-- Provided entries start --

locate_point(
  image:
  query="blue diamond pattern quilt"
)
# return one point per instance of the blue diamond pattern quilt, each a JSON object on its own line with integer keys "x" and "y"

-- Provided entries end --

• Brief: Every record shown above should be written out again exactly.

• Solved exercise:
locate_point(
  image:
  query="blue diamond pattern quilt"
)
# return one point per instance of the blue diamond pattern quilt, each a JSON object on its own line with integer keys "x" and "y"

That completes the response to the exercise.